● **Prompt**: The word "golden" marks the lines to keep; find each one in the data and copy it.
★ ★ ★
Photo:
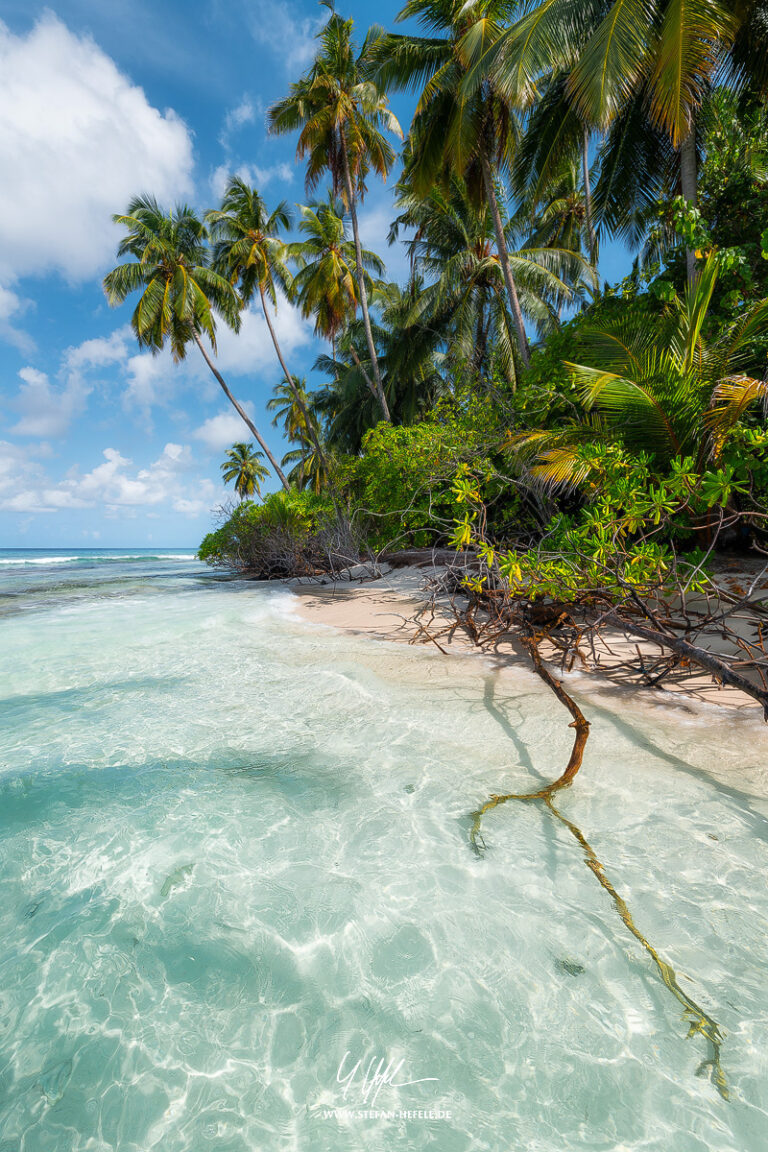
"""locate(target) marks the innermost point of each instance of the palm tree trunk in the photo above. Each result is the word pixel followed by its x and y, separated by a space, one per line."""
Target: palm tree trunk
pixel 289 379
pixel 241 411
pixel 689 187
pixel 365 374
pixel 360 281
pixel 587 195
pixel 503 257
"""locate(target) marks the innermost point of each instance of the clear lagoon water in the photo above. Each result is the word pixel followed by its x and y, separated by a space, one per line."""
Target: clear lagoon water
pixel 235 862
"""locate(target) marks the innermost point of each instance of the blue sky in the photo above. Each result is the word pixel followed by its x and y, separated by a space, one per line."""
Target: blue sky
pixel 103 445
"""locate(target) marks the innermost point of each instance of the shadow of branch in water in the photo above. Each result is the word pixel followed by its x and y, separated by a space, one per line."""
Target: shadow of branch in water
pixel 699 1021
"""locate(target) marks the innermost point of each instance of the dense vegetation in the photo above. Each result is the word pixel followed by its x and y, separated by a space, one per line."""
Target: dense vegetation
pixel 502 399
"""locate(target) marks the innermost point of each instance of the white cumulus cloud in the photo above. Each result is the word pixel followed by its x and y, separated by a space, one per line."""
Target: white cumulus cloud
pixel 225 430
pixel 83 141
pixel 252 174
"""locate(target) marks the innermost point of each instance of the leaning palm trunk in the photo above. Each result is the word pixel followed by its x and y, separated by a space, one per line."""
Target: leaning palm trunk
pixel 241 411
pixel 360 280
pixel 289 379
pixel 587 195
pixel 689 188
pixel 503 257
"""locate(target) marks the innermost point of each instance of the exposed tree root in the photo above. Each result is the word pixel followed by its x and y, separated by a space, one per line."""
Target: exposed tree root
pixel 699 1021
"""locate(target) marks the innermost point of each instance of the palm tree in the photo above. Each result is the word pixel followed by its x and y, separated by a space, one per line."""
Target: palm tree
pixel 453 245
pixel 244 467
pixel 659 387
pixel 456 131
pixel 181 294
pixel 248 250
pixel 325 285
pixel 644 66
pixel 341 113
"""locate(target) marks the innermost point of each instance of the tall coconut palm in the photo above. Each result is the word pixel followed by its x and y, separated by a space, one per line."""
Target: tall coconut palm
★ ★ ★
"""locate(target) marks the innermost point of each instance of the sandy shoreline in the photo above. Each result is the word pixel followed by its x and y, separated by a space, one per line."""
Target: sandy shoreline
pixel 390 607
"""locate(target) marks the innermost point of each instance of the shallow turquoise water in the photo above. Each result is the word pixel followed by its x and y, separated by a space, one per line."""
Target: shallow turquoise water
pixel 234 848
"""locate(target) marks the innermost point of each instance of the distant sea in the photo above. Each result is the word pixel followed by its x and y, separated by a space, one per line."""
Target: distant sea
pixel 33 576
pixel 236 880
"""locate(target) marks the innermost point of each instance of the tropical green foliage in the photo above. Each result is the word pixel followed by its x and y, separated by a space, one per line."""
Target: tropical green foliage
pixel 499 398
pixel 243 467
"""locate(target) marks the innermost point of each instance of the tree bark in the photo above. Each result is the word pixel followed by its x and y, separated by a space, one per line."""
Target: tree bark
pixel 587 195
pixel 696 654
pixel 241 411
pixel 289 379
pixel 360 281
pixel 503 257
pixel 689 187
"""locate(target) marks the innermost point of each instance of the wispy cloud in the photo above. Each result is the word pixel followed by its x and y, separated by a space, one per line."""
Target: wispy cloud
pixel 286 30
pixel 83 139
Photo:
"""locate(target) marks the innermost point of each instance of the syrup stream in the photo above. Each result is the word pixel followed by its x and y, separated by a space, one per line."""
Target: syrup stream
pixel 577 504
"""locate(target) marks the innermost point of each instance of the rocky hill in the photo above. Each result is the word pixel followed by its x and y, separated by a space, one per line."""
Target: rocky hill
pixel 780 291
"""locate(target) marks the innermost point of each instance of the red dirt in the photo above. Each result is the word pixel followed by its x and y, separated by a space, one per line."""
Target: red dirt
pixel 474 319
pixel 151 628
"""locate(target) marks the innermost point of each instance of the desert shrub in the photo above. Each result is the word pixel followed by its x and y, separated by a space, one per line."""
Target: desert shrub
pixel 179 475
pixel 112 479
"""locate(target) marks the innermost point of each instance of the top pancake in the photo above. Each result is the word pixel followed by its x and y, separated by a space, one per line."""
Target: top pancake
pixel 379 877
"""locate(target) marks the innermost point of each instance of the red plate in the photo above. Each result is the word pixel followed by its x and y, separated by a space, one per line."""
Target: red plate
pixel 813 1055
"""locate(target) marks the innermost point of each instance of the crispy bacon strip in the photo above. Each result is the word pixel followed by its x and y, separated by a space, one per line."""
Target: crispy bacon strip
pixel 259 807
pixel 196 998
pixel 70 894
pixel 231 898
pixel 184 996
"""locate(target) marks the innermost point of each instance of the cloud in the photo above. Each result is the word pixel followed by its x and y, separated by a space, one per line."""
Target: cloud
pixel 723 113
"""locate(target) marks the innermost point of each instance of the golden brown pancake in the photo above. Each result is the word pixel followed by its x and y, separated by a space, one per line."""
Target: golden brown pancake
★ ★ ★
● **Response below**:
"""locate(target) marks the innermost point of each instance of the golden brown pancake in the photo above. Each result is the word pixel followed by its x and y, separated by a space, one per line."""
Target: golden brown pancake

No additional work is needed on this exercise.